_ACTION ITEM:_ Among the records below, find each line containing the word "positive" and copy it.

Segmentation mask data:
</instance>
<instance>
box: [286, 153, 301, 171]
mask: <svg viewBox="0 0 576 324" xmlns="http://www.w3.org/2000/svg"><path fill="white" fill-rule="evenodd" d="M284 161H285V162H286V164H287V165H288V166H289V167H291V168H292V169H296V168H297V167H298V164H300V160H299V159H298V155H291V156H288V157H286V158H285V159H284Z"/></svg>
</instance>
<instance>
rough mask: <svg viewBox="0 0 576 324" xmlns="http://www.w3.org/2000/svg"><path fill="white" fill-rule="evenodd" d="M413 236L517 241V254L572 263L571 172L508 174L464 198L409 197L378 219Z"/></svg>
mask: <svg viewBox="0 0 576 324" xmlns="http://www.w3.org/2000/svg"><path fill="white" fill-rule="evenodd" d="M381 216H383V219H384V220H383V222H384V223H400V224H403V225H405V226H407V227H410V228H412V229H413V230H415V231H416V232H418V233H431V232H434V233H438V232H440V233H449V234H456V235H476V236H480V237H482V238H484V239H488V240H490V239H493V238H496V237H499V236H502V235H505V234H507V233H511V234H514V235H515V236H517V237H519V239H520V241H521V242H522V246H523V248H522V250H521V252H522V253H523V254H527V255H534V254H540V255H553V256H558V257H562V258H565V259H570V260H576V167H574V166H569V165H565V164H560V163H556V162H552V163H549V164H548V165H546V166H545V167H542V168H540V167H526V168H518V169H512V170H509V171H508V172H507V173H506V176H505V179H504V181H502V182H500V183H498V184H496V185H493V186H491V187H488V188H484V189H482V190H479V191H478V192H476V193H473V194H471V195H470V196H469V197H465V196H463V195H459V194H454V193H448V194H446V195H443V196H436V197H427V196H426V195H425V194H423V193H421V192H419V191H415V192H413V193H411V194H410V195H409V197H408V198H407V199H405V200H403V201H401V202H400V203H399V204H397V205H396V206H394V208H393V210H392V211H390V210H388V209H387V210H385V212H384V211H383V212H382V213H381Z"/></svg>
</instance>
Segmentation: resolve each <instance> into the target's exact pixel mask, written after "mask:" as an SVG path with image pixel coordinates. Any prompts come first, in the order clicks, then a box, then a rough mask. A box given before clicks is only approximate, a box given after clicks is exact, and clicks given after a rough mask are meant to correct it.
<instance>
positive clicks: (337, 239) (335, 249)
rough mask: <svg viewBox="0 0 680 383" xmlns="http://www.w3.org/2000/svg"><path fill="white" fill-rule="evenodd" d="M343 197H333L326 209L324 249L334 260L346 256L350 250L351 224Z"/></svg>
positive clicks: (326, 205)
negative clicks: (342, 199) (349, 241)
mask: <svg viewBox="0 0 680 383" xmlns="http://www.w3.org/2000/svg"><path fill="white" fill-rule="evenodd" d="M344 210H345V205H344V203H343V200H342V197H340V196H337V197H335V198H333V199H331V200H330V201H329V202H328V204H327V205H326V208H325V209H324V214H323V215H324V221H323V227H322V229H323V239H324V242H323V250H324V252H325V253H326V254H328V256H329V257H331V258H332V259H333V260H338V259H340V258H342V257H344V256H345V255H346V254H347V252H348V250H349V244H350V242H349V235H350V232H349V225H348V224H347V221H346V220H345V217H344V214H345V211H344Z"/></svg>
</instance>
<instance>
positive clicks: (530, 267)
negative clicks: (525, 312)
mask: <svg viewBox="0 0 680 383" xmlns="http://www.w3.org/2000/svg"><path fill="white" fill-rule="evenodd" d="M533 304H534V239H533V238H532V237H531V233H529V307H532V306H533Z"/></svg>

_REPLY:_
positive clicks: (337, 239) (335, 249)
positive clicks: (326, 205)
positive clicks: (530, 267)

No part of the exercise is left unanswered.